* **PAGE EXCERPT**
Sustainable Income | bonds | july 2015
Releveraging of Corporate America Raises Concerns

Corporate Bonds Have Delivered Strong Returns, but Keep an Eye on Rising Debt Levels

Record-High Levels of Corporate Borrowing Raise Questions About the Health of Company Balance Sheets

Chart shows corporate borrowing from 1996 through 2014

Source: Thomson Reuters, SIFMA. As of December 31, 2014



Investment-grade corporate bonds overall remain at fair value, especially after a sharp correction in the energy sector. However, increasing leverage, resurgent mergers and acquisitions activity and the possibility of rising interest rates are all reasons for investors to be cautious and selective.

Mortgage-backed securities continue to trade at relatively tight spreads as the market loses one of its largest buyers, the Federal Reserve. Valuations are lofty for high-quality mortgage bonds, but they do offer slightly higher yields than Treasuries and they tend to hold up better in a rising-rate environment due to declining mortgage prepayment activity.

U.S. high-yield bonds have followed a similar pattern to investment-grade debt. But high-yield spreads are at valuation levels that make them somewhat more compelling as they widened significantly in the last six months of 2014, primarily due to trends in the energy sector.

As interest rates fell to record lows, corporate borrowing climbed to record highs. Much of the new debt has been issued to finance acquisitions, share buybacks and dividend payments. Investors should keep an eye on rising corporate debt levels, particularly when they are associated with large-scale M&A activity.

* **INSTRUCTIONS FOR THE TASK**
Quote the corporate bond commentary above word for word. Begin at "As interest rates" and stop after "large-scale M&A activity.".

* **RAW DATA**
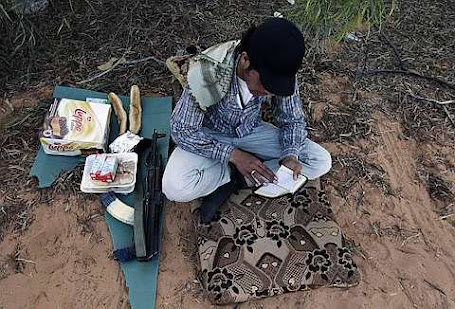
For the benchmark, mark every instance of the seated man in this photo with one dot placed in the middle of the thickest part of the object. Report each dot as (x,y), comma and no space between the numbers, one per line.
(217,123)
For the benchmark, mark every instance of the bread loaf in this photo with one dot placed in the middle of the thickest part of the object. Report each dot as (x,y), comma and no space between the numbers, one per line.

* **REPLY TO THE EXERCISE**
As interest rates fell to record lows, corporate borrowing climbed to record highs. Much of the new debt has been issued to finance acquisitions, share buybacks and dividend payments. Investors should keep an eye on rising corporate debt levels, particularly when they are associated with large-scale M&A activity.